THE TASK —
Copy each line below without leaving any out.

(Excerpts of location labeling data)
>>>>

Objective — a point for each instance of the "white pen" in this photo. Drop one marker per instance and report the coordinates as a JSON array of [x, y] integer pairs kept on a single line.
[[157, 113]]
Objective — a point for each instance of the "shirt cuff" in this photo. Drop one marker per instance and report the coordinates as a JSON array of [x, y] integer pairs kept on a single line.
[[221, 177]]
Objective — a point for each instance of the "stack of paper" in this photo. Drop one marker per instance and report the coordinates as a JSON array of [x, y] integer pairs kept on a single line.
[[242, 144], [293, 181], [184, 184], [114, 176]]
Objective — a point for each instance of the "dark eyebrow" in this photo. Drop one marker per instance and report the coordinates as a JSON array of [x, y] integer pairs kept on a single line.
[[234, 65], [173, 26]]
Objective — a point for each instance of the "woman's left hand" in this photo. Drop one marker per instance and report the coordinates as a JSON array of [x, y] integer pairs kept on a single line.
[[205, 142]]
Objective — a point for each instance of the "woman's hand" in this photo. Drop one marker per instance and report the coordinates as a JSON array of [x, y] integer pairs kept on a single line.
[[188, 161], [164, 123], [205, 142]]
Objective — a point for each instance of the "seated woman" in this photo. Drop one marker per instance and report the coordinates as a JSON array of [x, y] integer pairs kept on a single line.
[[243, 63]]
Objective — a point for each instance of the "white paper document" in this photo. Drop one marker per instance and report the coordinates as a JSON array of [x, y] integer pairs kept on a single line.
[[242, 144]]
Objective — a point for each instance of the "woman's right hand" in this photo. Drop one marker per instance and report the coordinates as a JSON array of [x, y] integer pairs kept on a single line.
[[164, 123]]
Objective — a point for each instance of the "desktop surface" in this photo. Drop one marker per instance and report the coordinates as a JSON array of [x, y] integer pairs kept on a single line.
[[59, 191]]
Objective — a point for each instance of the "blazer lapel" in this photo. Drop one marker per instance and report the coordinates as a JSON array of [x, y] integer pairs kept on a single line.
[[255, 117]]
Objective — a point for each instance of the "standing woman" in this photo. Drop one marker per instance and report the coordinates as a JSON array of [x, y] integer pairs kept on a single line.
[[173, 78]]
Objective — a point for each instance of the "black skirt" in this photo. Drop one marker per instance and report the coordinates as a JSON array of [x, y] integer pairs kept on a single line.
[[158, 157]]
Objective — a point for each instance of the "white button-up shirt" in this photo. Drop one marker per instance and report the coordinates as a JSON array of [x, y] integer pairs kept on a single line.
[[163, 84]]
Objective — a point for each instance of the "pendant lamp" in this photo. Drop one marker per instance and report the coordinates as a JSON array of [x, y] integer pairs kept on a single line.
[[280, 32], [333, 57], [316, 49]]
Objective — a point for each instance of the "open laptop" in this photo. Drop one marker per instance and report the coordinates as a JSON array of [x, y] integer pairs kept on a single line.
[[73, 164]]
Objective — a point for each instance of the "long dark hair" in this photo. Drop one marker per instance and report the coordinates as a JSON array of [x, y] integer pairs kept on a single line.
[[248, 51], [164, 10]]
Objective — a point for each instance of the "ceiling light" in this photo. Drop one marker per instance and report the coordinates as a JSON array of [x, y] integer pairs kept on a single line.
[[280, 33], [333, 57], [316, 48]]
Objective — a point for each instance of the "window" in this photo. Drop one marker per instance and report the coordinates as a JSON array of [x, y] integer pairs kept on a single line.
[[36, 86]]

<<<<

ANSWER TO THIS TASK —
Objective — a point for each instance of the "white pen" in this photo. Drop one marker per instance and report the coordinates as a JSON array of [x, y] integer pairs kept on a single line.
[[157, 113]]
Objective — a point for each instance of the "shirt cuff" in this photo. Drop one marker per instance and report the coordinates as a JSON array of [x, y] integer pairs kept on a single line.
[[221, 177]]
Objective — a point for each instance of the "stack of paper" in this photo. Drop one marker per instance and report the coordinates as a JSON array of [x, y] integer pairs kept on a single line.
[[242, 144], [293, 181], [184, 184], [114, 176]]
Objective — a point for each instance of the "dark eyebrow" in this photo. Drop one marker per instance and report the coordinates as a JSON array of [x, y] integer pairs kept on a single line.
[[234, 65], [173, 26]]
Objective — a point for each instance of the "woman's left hand" in this photo. Drop one marker per instance and report the coordinates as a JSON array of [x, y] integer pairs kept on a single line.
[[205, 142]]
Objective — a point for each instance of the "woman's hand" in this photo. Drop one marker per instance and report the coordinates as a JSON array of [x, y] integer pairs kept on a single line.
[[188, 161], [164, 123], [205, 142]]
Objective — a point for each instance of the "seated woman" in this photo. Drop one marker per instance and report the coordinates as a JSON array of [x, y] integer pairs kept on a single line.
[[243, 63]]
Objective — a point for each instance of the "white paper document" in this photo. Drop one marker per instance and report the coordinates as a JSON array of [x, y] integer pairs kept on a single line.
[[242, 144]]
Objective — a point for each instance of the "woman's right hand" in this photo. Drop one marker per instance and report the coordinates as a JSON array of [x, y] integer pairs kept on a single line.
[[164, 123]]
Objective — a point for each instance of the "desktop surface" in this photo. Drop one marker per instance and report the coordinates as a JSON array of [x, y] integer pairs kept on a single line.
[[59, 191]]
Objective — a point for each instance of the "blazer lapel" in this photo. Drop one marker per instance and report the coordinates as a JSON array of [x, y] integer pairs kept on a single line.
[[255, 117]]
Objective — a point for each instance of the "standing woman" in this photo. Drop one marker per instance and report the coordinates as a JSON array of [x, y] integer pairs kept on a single line.
[[173, 78]]
Objective — a point for each instance of the "black skirt" in this photo. Drop one marker per instance and report the coordinates as a JSON array of [x, y] integer pairs kept on a single line.
[[158, 157]]
Objective — a point for each instance of the "white button-up shirt" in this photo. Drop one marker per instance and report the coordinates as a JSON array of [x, y] integer pairs kept on a single line.
[[163, 84]]
Objective — a point for each instance of the "pendant lamp" in this photo. Drop one marker per instance and report the coordinates as a JSON array of [x, y] integer pairs kept on a single line.
[[280, 32], [333, 57], [316, 49]]
Objective — a point for each instance of the "open laptop" in this photo. Drop one marker per instance and report the coordinates as a JSON array of [x, y] integer pairs kept on a single line.
[[73, 164]]
Objective — a point for each instance of the "long dark hair" in this photo. Drop one marker per instance and report the coordinates as a JSON array of [x, y] integer pairs kept on a single line.
[[248, 51], [164, 10]]
Objective — a point for each instance of the "ceiling light" in this photo. Drop one marker per instance and report the coordinates as a JSON array of [x, y] integer pairs kept on a single line.
[[280, 33], [333, 57], [316, 48]]
Objective — a point for each instance of the "window" in this photo. Drop one marker per instance and report the coordinates as a JSON array of [x, y] integer pairs kept on a single line.
[[36, 86]]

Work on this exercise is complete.